--- START OF READING TEXT ---

Convert a .sagelib binary library back to TSV.


Workflow Options

--quant-only (default: false)

Run search only (no aggregation/output). Used with --keep-quant-files for two-phase workflows.

--keep-quant-files (default: false)

Retain intermediate .quant files after search. Required for two-phase merge workflows.

--save-partial-results (default: false)

Write per-file partial result TSVs during multi-file search.

--no-search (default: false)

Skip the search phase entirely. Used when re-processing existing quant files.

--no-bounds (default: false)

Disable RT bounds restriction during search (search full RT range for every precursor).

--smoothing (default: false)

Apply XIC smoothing during extraction.

--common-frags (default: true)

Use common fragment ions across runs for consistent quantification.


Peak Quantification

--quant-peak-find (default: true)

Use peak detection to define quantification boundaries, excluding chromatographic shoulders.

--best-frag-xic-consecutive (default: true)

Count consecutive non-zero data points (rather than total) for the best fragment XIC metric.

--median-rt (default: false)

Use median RT from multiple candidates instead of best-scoring peak.

Sub-parameterDefaultDescription
--median-rt-candidates3Number of top candidates to consider
--median-rt-tolerance0.3RT tolerance for candidate clustering

Reporting

--generate-fragment-info (default: false)

Include per-fragment scoring details in the output.

--report-all-fragments (default: false)

Report all fragment ions (not just top-N used for scoring).

--report-all-decoys (default: false)

Include decoy hits in the output.

--no-scan (default: scan output on)

Disable MS2 scan number output. Use --no-scan to omit scan information.


Resource Management

-t, --threads <INT> (default: all CPUs)

Maximum number of threads to use.

--max-memory-gb <FLOAT> (default: available memory)

Maximum memory usage in GB.


General

-v, --verbose (default: false)

Enable detailed debug logging.

--tracked-precursors <FILE> (default: "")

File with a list of precursor sequences to track with detailed logging. One precursor per line.

--- END OF READING TEXT ---

YOUR TASKS:
#1 According to the options text, what does the --smoothing option do?
#2 Rewrite the part of the options text that opens with the words containing "Convert a .sagelib" and closes with "--keep-quant-files (default: false)", putting "summarization" in place of "aggregation".
Answer using only the options text.

--- START OF GIVEN INFORMATION ---

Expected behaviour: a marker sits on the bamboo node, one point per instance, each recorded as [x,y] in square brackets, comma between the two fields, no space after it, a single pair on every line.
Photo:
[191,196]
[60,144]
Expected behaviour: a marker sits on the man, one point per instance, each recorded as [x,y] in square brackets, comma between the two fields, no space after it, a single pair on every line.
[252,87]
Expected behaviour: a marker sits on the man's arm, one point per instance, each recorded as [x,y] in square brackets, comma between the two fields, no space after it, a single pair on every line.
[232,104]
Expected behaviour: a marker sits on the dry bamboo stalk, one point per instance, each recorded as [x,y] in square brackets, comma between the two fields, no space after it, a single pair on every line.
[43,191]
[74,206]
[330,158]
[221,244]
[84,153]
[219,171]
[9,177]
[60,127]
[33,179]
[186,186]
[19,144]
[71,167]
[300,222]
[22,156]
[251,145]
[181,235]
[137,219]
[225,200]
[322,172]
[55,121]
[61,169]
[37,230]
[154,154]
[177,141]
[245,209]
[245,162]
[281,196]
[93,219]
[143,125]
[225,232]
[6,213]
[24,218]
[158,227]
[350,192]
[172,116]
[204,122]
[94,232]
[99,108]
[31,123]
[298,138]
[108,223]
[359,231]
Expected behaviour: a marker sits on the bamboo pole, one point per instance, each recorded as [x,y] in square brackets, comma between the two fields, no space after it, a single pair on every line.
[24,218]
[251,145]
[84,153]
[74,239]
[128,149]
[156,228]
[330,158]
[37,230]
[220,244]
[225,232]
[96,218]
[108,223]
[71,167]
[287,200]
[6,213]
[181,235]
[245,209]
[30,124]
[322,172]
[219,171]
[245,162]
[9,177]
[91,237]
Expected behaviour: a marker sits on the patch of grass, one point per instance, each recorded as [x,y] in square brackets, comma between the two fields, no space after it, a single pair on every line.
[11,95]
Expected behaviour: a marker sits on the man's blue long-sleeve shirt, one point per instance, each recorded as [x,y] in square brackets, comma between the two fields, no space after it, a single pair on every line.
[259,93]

--- END OF GIVEN INFORMATION ---

TASK SOLUTIONS:
#1 It applies XIC smoothing during extraction.

#2
Convert a .sagelib binary library back to TSV.


Workflow Options

--quant-only (default: false)

Run search only (no summarization/output). Used with --keep-quant-files for two-phase workflows.

--keep-quant-files (default: false)